### Passage to read

+--

I am interested to hear the response of the cabinet secretary and other members to my amendment.

I move amendment 107.

Karen Gillon:

Amendment 159 relates to the work of this committee perhaps more than any other, as it is prompted by the significant difficulties that fishing communities the length and breadth of Scotland face. The amendment seeks to give a right to appeal against the granting of a marine licence to any third party who can demonstrate prima facie that he or she will suffer loss as a result of the granting of the licence. It is not, as some have described it, a blanket third-party right of appeal; it is a specific right of appeal that can be used in specific circumstances. The proposals that Robin Harper outlined would give a far wider right of appeal to a far wider range of individuals.

Amendment 159 is a probing amendment; I lodged it so that I could explore with the cabinet secretary how he believes that we will be able to support fishing communities and others who suffer economic loss as a result of the bill. He accepted my amendments on pre-application consultation. I am interested in how that can aid the process and in how we ensure that those who might suffer economic loss, particularly in our fishing communities, will be involved in that consultation.

Liam McArthur:

I have reservations about all three of the amendments in the group, although I note what Robin Harper and Karen Gillon said about the probing nature of the amendments. Having lived through the process in relation to a terrestrial third-party right of appeal, I am not terribly anxious to embark on a similar process in relation to the marine environment. I agree with Karen Gillon that pre-consultation is absolutely the right approach. Any effort to push the process of reconciliation and agreement to the back end is likely only to increase risks, lengthen the process and add considerable cost. I am therefore wary of accepting any of the amendments in the group.

+--

### The problem
Reproduce the part of the committee debate passage that opens with the words containing "Amendment 159 is" and closes with "in that consultation.", substituting "financial loss" for every occurrence of "economic loss".

### Extracted entries
+--

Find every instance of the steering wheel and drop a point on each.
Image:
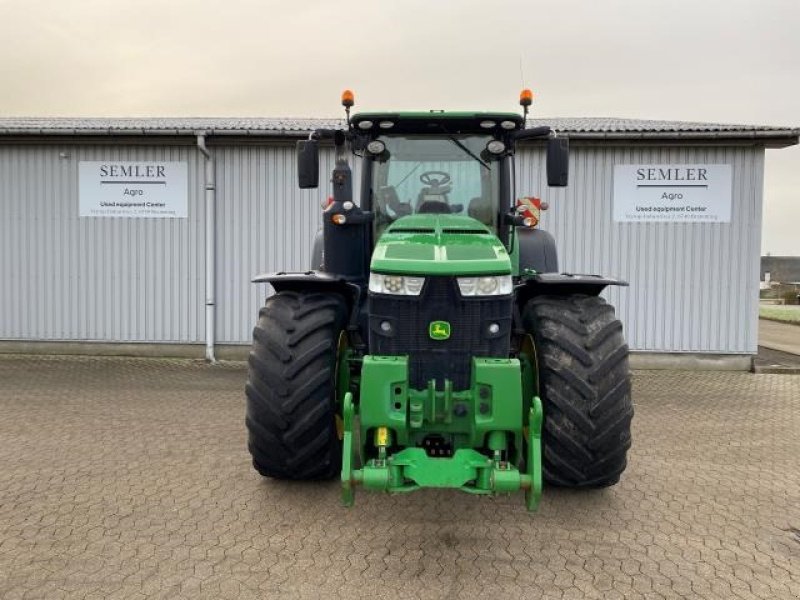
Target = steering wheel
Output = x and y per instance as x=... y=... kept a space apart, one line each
x=435 y=178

+--

### Output for this exercise
Amendment 159 is a probing amendment; I lodged it so that I could explore with the cabinet secretary how he believes that we will be able to support fishing communities and others who suffer financial loss as a result of the bill. He accepted my amendments on pre-application consultation. I am interested in how that can aid the process and in how we ensure that those who might suffer financial loss, particularly in our fishing communities, will be involved in that consultation.